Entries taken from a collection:
==*==
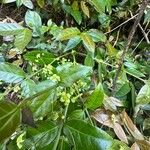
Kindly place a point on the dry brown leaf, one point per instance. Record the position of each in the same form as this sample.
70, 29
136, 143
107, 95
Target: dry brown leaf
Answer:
103, 117
143, 144
131, 127
135, 146
120, 132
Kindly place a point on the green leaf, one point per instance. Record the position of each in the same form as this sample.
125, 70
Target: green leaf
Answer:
143, 96
70, 73
89, 60
8, 1
33, 20
134, 72
88, 42
123, 90
42, 136
68, 33
84, 136
39, 57
99, 5
95, 100
23, 38
11, 73
97, 36
10, 29
41, 106
28, 3
19, 2
41, 3
72, 43
77, 114
77, 16
9, 119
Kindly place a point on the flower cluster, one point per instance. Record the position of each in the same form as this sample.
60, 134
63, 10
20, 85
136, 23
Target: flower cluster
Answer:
65, 98
54, 78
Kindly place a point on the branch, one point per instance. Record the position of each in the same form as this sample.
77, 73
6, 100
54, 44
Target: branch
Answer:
130, 37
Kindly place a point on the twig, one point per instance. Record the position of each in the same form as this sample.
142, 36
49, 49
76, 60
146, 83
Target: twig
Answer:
139, 43
117, 38
145, 34
130, 37
122, 24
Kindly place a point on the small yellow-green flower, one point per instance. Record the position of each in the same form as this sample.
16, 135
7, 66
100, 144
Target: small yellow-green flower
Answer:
55, 78
65, 98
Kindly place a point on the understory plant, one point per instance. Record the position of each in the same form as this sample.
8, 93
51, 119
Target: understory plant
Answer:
78, 84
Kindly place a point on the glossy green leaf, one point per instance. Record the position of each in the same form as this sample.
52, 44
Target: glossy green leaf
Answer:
68, 33
123, 89
72, 43
95, 100
10, 29
143, 96
88, 42
77, 16
11, 73
28, 3
70, 73
27, 87
39, 57
42, 105
84, 136
8, 1
97, 35
99, 5
42, 136
23, 38
9, 119
33, 20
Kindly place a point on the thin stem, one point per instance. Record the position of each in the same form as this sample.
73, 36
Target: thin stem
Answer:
135, 76
60, 129
84, 106
130, 37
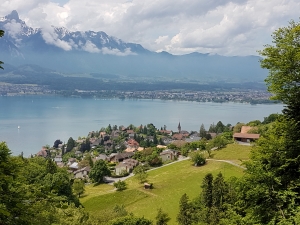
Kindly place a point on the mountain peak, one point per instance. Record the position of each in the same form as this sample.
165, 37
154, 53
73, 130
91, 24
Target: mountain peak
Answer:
13, 16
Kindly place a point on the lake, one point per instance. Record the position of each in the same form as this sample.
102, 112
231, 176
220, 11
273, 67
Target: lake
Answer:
29, 122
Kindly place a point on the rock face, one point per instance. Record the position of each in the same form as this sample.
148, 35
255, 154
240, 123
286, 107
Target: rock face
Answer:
96, 52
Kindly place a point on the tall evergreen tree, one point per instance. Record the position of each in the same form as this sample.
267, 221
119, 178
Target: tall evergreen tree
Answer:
219, 191
185, 211
202, 132
207, 190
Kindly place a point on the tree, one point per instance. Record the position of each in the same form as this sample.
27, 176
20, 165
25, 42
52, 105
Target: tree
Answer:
131, 220
197, 158
120, 185
50, 166
272, 181
207, 190
219, 191
70, 144
140, 173
99, 171
185, 211
202, 132
162, 218
237, 128
219, 127
78, 187
282, 61
1, 35
56, 143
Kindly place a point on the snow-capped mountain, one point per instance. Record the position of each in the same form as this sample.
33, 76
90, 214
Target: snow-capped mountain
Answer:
19, 38
89, 52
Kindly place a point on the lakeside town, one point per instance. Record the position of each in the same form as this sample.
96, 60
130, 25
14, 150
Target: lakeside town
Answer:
123, 148
238, 95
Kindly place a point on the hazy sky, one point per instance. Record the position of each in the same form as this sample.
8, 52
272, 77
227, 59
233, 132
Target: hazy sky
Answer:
237, 27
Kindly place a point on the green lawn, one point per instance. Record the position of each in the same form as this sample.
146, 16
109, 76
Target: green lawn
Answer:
170, 183
233, 152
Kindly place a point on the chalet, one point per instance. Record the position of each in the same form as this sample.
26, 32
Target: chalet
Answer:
168, 154
127, 165
178, 136
240, 137
42, 153
131, 143
119, 157
82, 173
74, 166
243, 136
103, 157
58, 159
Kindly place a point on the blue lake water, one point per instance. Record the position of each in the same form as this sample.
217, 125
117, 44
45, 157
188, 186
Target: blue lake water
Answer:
43, 119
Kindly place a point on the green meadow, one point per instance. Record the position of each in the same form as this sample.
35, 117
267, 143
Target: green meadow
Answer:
170, 183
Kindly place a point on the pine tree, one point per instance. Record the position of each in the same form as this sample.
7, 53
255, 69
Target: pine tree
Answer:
185, 211
207, 190
202, 132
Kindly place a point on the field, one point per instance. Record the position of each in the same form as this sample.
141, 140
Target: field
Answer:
170, 183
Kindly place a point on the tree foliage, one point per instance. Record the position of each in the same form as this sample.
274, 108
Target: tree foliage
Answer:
1, 35
197, 158
120, 185
99, 171
184, 216
140, 173
78, 187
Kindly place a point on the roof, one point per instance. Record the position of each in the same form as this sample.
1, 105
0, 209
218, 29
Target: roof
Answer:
87, 168
250, 136
245, 129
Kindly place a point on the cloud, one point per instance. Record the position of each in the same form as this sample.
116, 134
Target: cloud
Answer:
90, 47
51, 37
228, 27
107, 51
13, 29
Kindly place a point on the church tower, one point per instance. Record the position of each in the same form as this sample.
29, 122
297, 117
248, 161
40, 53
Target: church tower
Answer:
179, 128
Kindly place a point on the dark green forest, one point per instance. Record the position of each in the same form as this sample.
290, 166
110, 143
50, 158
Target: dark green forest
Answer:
35, 191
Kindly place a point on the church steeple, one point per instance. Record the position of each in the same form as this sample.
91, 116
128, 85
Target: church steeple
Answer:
179, 127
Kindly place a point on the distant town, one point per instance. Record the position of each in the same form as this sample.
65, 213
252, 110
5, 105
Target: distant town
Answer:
238, 95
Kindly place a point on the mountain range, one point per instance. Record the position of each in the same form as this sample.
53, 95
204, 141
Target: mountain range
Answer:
61, 50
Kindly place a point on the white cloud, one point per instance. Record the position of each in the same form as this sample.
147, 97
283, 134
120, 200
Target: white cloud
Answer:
90, 47
229, 27
13, 28
51, 37
107, 51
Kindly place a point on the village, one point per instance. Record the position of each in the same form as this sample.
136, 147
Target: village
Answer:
123, 148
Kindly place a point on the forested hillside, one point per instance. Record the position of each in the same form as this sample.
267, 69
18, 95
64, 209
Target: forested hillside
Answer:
35, 191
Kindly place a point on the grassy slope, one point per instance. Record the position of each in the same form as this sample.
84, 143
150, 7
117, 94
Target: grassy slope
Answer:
170, 183
233, 152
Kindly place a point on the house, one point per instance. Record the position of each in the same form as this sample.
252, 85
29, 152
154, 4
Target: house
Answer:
127, 165
58, 159
168, 154
178, 136
115, 134
103, 157
74, 166
119, 157
70, 161
131, 143
247, 138
82, 173
42, 152
192, 139
168, 132
243, 136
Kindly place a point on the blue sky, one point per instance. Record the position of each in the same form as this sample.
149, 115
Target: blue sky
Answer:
226, 27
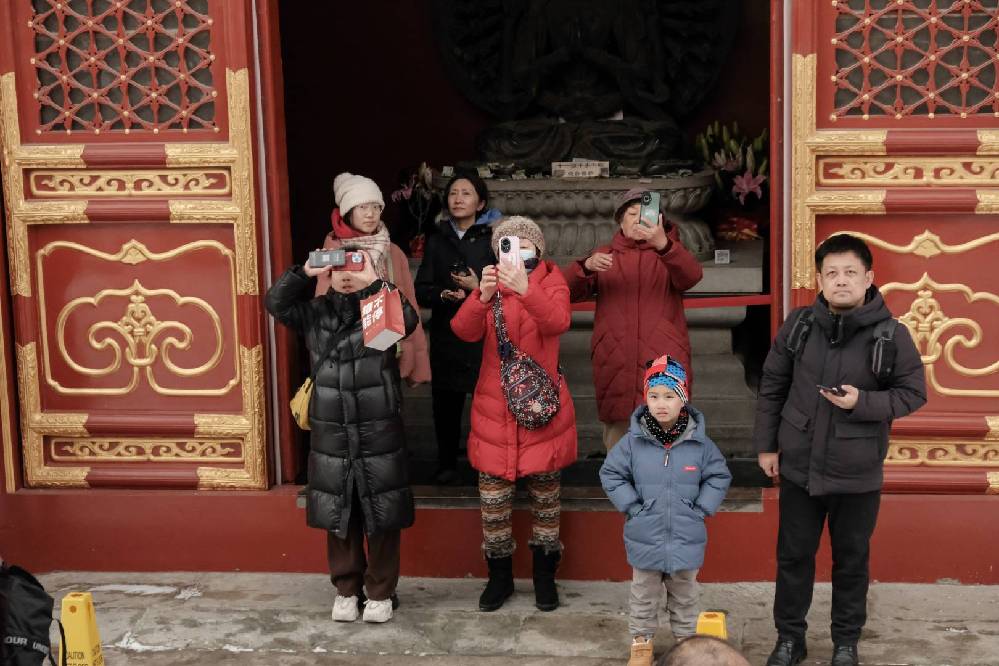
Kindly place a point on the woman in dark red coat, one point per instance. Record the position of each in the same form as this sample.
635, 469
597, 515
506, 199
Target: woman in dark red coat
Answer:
639, 280
535, 302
==*==
*WORK INSTRUCTIONS:* Quote the preceding listing precisely and completely, omitting its images.

*EXERCISE RESPONSE:*
Kindly place a point on the dry brown leaf, one point per instance. Record the position of each in the same form as this sample.
70, 29
136, 143
107, 95
Target: dry brown leaf
Answer:
103, 117
143, 144
131, 127
135, 146
120, 132
Kindly place a point on the green leaf, one point per instance. Record the position of each in the same form as this sample.
125, 70
Target: green leaf
Answer:
143, 96
70, 73
89, 60
8, 1
33, 20
134, 72
88, 42
123, 90
42, 136
68, 33
84, 136
39, 57
99, 5
95, 100
23, 38
11, 73
97, 36
10, 29
41, 106
28, 3
19, 2
41, 3
72, 43
77, 114
77, 16
9, 119
Kindly place a point on the flower cluster, one point per instance. Record the position of each in the same form as this sample.
60, 134
63, 10
20, 85
136, 23
Target: flower cluster
Answer:
65, 98
54, 78
Kindly place a point on the branch, one point per instance. Record the position of each in the same form as this sample.
77, 73
6, 100
54, 44
Target: branch
Answer:
130, 37
Kindly place a point on the twig, one point per instance. Record the position of each in the same form as this sample.
142, 36
49, 49
76, 60
146, 83
Target: twig
Answer:
139, 43
117, 38
145, 34
130, 37
122, 24
Kindly place a point on the small yellow-green flower, one point per instance. Record the position of each in the same form as this sample.
16, 135
7, 66
100, 144
Target: small yellow-green flower
Answer:
55, 78
65, 98
Kindly place a point on the understory plant, one point per instance. Record the position of each in the same form as this sample.
8, 93
51, 119
Target: understory plant
Answer:
78, 84
Kindly place a point on the glossy green leaf, one point per instance. Record the position of each in the same form as this sample.
52, 44
Target: glossy green leaf
Answer:
68, 33
123, 89
72, 43
95, 100
10, 29
143, 96
88, 42
77, 16
11, 73
28, 3
70, 73
27, 87
39, 57
42, 105
84, 136
8, 1
97, 35
99, 5
42, 136
23, 38
9, 119
33, 20
Kindly place a point on the thin stem, one point per instance. Record the position of each in the same form as this sample.
73, 36
Target: thin stem
Answer:
135, 76
60, 129
84, 106
130, 37
Kindly place a point on the mountain peak, one point per instance. Record the position of each in the same form as this sample.
165, 37
154, 53
73, 130
91, 24
Target: mountain peak
Answer:
13, 16
Kindly place a point on the lake, one point per instance. Record the position of each in the same form as this sample.
102, 112
231, 176
220, 11
273, 67
Target: lake
Answer:
29, 122
Kindly place a point on the rock face, one point per instance. Record the position of each in the same form as this sample.
148, 35
255, 154
240, 123
286, 107
Target: rock face
Answer:
96, 52
Kindly place a point on the tall evergreen tree, one point per instance. Record the position of each in the same form as this sample.
267, 221
119, 178
Target: tall evergreen tree
Answer:
219, 191
185, 211
202, 132
207, 190
Kindly place a point on the tree, one point per instance. Record the position of each in the same form as this sample.
27, 176
20, 165
25, 42
52, 105
Target: tree
Answer:
131, 220
197, 158
120, 185
50, 166
272, 181
207, 190
219, 191
70, 144
140, 173
99, 171
185, 211
202, 132
162, 218
237, 128
219, 127
78, 187
282, 61
1, 35
56, 143
Kindly place a point on the snow-capped mountain, one point per instance. Record the position of each in the same form as this sample.
33, 76
90, 214
Target: snow-capped mountain
Answer:
19, 38
89, 52
Kindly place a point on the lakeside town, one point per instance. Record the position of each in the same form as this sample.
96, 60
130, 25
14, 150
Target: lakeside town
Answer:
123, 148
238, 95
Kindly place a point on the hazy sky, one point per instance. Record the position of each in the same form as this sample.
8, 52
272, 77
227, 59
233, 132
Target: hazy sky
Answer:
237, 27
Kindly place a point on the green lawn, one point per instance. Record the position of each in the same form as this sample.
146, 16
109, 76
Target: green lawn
Answer:
170, 183
233, 152
Kindly place a point on the chalet, one point per instance. Record the position of each in the same form as this sample.
26, 32
Target: chalet
Answer:
168, 154
127, 165
178, 136
240, 137
42, 153
131, 143
119, 157
82, 173
74, 166
243, 136
103, 157
58, 159
Kindly place a point on the blue lake water, one point per instance. Record the position of each in the same form as this sample.
217, 125
117, 44
45, 157
188, 186
Target: blue lake water
Answer:
43, 119
Kindly place a point on the green meadow, one point per instance. Record the position of each in the same form as this sample.
35, 117
267, 143
Target: green meadow
Answer:
170, 183
Kindly place a point on the pine tree, one point per instance. Record the position of each in the same form as this sample.
7, 53
255, 69
Target: pine tree
Answer:
185, 211
207, 190
202, 132
Kindly place a point on the field, one point per instance. Record the position of each in the same form as this sample.
141, 140
Target: field
Answer:
170, 183
Kindly place a point on the tree foliage, one point per instance. Record the position of each in the same form as this sample.
274, 108
Target: tree foliage
Answer:
1, 35
197, 158
120, 185
99, 171
184, 216
140, 173
78, 187
Kindly place a point on the roof, one point per instance. Record the position of each in the same form as this sample.
1, 105
0, 209
218, 29
Target: roof
Answer:
87, 168
250, 136
245, 129
Kindly place a point on the cloud, one point per instance. Record the position of each in the same form as this sample.
116, 134
Target: cloud
Answer:
90, 47
51, 37
228, 27
107, 51
13, 29
Kindly place a point on the church tower, one point per instance. Record the position of each in the same form as this sample.
29, 122
297, 117
248, 161
40, 53
Target: church tower
Answer:
179, 128
Kindly place a point on the dark green forest, one point per instance. Record the position of each in the same form as this sample.
290, 166
110, 143
50, 158
Target: dark green forest
Answer:
35, 191
Kindly place a point on the church steeple, one point per instance. Record the position of each in the same form as this sample.
91, 116
128, 85
Target: church steeple
Answer:
179, 127
Kindly place a point on the distant town, one point per instance. Record the position of each in the same form as this sample.
65, 213
252, 110
5, 105
Target: distant town
Answer:
238, 95
Kindly place a point on the mountain range, one point per instance. Record the position of each in the same form as this sample.
53, 95
204, 141
Target: mountain range
Answer:
61, 50
Kindly place a point on the white cloud, one point per instance. Record the position of each in the same form as this sample.
147, 97
283, 134
120, 200
Target: white cloud
Answer:
90, 47
229, 27
13, 28
51, 37
107, 51
Kindly place a point on the village, one point per instance. Record the position of each in the same form as this sample.
136, 147
Target: village
Answer:
123, 148
Kindly place a point on the forested hillside, one point per instance. Record the position of each in the same form as this sample.
267, 69
18, 95
64, 209
Target: forested hillside
Answer:
35, 191
Kindly place a point on the grassy slope, one point per instance. Record the position of each in the same form as this sample.
84, 143
150, 7
117, 94
Target: grassy slope
Answer:
170, 183
233, 152
Kindly place a point on the house, one point per instance. Record the position of each in the same form as this sample.
252, 85
29, 152
154, 4
Target: house
Answer:
127, 165
58, 159
168, 154
178, 136
115, 134
103, 157
74, 166
119, 157
70, 161
131, 143
247, 138
82, 173
42, 152
192, 139
168, 132
243, 136
Kindly place a point on the blue sky, one point per instance. Record the position of each in the same form as this sample.
149, 115
Target: blue sky
Answer:
226, 27
Kindly place a point on the woman in dark red coat, one point per instance. Record the position of each in the same form as this sample.
635, 469
597, 515
506, 199
Target: woman in dark red coat
Answer:
639, 280
535, 302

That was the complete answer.